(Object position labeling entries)
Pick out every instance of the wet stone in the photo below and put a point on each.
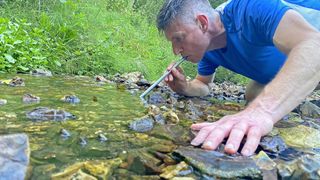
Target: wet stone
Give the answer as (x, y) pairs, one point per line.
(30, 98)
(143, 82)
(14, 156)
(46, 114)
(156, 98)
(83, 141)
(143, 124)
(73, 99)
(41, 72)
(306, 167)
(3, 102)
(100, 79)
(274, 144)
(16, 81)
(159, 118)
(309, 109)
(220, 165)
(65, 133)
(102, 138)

...

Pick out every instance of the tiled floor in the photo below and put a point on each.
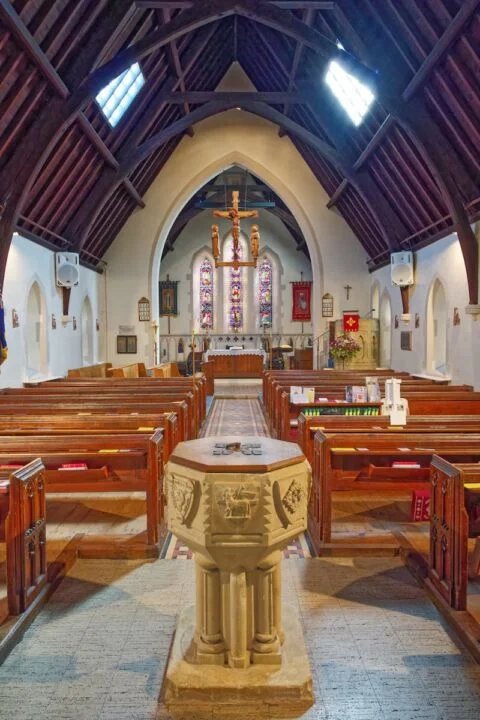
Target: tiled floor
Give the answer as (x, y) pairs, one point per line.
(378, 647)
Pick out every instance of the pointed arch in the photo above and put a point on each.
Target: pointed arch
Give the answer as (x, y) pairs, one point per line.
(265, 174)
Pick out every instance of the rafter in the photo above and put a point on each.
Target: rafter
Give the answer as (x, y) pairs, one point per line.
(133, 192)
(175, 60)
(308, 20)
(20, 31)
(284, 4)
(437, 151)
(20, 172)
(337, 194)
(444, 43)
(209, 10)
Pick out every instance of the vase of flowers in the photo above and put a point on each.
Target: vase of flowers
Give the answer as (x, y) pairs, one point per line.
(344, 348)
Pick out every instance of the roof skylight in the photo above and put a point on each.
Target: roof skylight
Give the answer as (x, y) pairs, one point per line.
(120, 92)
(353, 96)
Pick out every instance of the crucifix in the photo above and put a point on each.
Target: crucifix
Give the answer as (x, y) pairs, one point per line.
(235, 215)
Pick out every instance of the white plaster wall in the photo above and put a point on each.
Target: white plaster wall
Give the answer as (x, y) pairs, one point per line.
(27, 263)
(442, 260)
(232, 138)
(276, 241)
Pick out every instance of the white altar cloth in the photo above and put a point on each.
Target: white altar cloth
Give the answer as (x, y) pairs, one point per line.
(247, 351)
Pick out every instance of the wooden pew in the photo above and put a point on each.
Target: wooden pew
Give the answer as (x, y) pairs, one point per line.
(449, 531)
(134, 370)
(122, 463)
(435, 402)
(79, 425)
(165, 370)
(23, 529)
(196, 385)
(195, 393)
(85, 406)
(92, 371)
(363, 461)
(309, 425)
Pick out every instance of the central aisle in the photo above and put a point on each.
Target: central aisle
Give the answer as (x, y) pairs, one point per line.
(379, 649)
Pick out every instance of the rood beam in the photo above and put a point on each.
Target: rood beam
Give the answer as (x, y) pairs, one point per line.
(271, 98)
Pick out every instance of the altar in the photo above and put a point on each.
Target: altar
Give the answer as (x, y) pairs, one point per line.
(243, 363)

- **AIM**
Please gather each line of the material above that contains the string "arch".

- **THE RESPONSE**
Pick out every instance of the pointed arch in the photo above and put a point on each.
Target: pointed arch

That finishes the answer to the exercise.